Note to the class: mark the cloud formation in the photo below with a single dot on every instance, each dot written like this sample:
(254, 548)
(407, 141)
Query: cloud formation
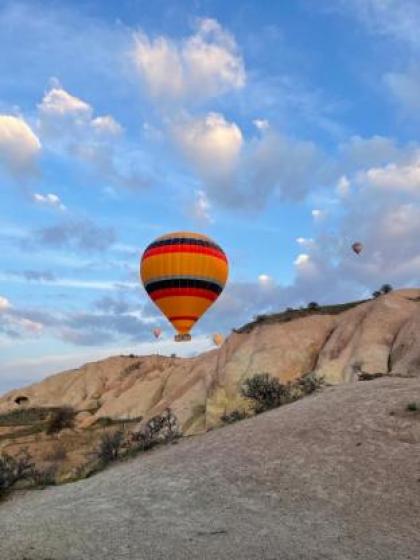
(204, 65)
(75, 235)
(51, 200)
(19, 146)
------------------------------
§ **Required work**
Rewrite the entire listing above, multiplying every answer coordinate by 0.4 and rounding each result to the nearest whole number, with halves rounded up. Keep the sample coordinates as they are, and leave the picture out.

§ **Answer in full**
Note to the class: mark the cloud formation in the photo below with a single dot on every instance, each dot written like this sample:
(254, 548)
(407, 141)
Query: cloud formation
(82, 26)
(30, 94)
(20, 80)
(8, 58)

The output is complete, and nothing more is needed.